_Problem requirements_.
Report each line from the data below that holds the word "shrub".

_Task data_.
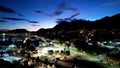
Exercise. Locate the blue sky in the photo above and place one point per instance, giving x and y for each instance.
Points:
(35, 14)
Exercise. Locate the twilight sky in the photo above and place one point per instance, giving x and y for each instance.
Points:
(35, 14)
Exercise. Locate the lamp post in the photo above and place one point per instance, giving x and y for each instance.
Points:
(3, 37)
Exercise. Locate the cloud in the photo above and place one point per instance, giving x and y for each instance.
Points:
(110, 3)
(35, 25)
(33, 22)
(60, 9)
(9, 10)
(56, 13)
(38, 11)
(3, 21)
(15, 19)
(64, 6)
(73, 16)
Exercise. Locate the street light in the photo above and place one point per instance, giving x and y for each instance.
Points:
(3, 36)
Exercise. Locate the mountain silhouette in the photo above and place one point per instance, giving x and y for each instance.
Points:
(76, 24)
(18, 31)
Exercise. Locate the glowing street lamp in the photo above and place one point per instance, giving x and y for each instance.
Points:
(3, 36)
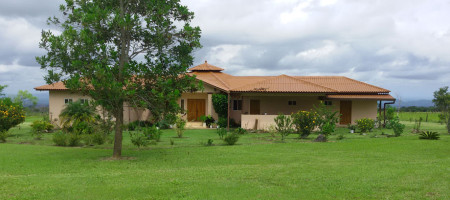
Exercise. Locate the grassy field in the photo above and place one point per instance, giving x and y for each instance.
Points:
(411, 116)
(369, 166)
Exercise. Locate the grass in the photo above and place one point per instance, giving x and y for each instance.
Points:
(258, 167)
(411, 116)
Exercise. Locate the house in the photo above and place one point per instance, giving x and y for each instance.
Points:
(257, 100)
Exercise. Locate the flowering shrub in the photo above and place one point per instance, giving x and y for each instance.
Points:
(304, 122)
(11, 114)
(365, 124)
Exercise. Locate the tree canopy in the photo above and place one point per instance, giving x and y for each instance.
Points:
(135, 51)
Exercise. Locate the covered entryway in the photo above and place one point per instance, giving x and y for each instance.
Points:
(196, 108)
(346, 112)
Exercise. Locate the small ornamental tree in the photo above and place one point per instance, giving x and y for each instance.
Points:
(123, 51)
(11, 114)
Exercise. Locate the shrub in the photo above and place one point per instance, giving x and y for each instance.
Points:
(231, 138)
(221, 132)
(429, 135)
(365, 124)
(3, 136)
(223, 122)
(39, 127)
(283, 125)
(180, 124)
(11, 114)
(139, 139)
(153, 133)
(60, 139)
(304, 122)
(396, 126)
(240, 131)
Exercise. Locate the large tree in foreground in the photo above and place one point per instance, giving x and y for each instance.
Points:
(117, 50)
(442, 102)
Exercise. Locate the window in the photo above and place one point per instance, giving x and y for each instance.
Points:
(292, 103)
(237, 104)
(84, 101)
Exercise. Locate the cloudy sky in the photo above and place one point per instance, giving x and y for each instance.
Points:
(401, 45)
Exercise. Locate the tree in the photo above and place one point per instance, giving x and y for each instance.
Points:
(135, 51)
(442, 102)
(23, 96)
(2, 87)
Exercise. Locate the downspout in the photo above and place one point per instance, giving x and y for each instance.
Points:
(384, 109)
(228, 115)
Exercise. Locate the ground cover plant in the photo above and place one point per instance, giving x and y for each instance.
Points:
(257, 167)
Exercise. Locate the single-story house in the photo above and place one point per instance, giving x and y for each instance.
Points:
(256, 100)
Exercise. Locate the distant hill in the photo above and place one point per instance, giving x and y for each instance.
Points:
(418, 103)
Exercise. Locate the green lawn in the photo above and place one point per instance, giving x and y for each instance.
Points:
(258, 167)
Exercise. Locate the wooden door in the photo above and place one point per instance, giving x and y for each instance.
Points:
(254, 107)
(196, 109)
(346, 112)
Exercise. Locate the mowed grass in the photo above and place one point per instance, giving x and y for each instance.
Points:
(412, 116)
(258, 167)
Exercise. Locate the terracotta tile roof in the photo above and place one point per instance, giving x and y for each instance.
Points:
(54, 86)
(283, 83)
(343, 84)
(362, 96)
(205, 67)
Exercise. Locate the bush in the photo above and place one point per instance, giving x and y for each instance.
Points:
(11, 114)
(304, 122)
(231, 138)
(153, 133)
(139, 139)
(39, 127)
(240, 131)
(429, 135)
(223, 122)
(3, 136)
(180, 124)
(365, 124)
(221, 132)
(60, 139)
(283, 125)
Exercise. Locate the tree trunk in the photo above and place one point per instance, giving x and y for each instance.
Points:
(118, 133)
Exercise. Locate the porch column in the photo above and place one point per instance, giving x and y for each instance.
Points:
(209, 105)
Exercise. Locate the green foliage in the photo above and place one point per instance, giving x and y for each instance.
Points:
(103, 46)
(180, 124)
(222, 122)
(283, 125)
(220, 104)
(153, 133)
(207, 119)
(40, 126)
(304, 122)
(429, 135)
(365, 124)
(60, 138)
(231, 138)
(221, 132)
(326, 118)
(240, 131)
(11, 114)
(139, 139)
(442, 102)
(24, 97)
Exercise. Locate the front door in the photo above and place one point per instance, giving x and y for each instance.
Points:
(346, 112)
(196, 109)
(254, 107)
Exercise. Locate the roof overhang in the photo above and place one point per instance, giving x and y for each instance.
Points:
(384, 97)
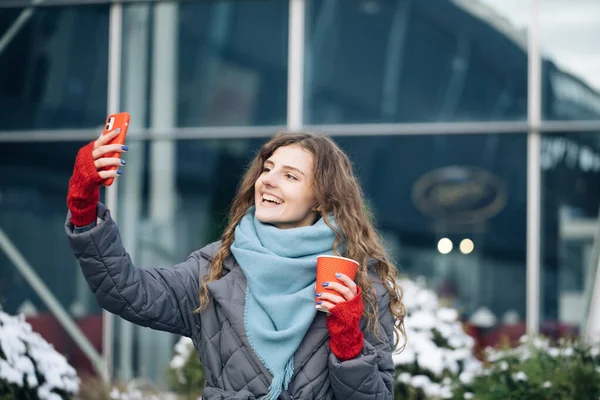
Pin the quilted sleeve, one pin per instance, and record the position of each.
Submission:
(159, 298)
(371, 374)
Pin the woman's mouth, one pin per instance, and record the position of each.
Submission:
(270, 200)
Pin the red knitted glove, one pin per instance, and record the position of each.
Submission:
(84, 188)
(346, 339)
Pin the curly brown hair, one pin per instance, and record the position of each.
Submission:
(338, 193)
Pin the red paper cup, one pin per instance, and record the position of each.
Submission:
(328, 266)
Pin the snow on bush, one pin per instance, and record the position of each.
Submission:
(537, 368)
(29, 366)
(438, 350)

_Written reply_.
Exercise. Locate the flowering shrub in the photo above and place one point per instance, giving x and y for each instance.
Exercise. Locate the shrub in the photo above and place one point per instance, giving x and y for each instance.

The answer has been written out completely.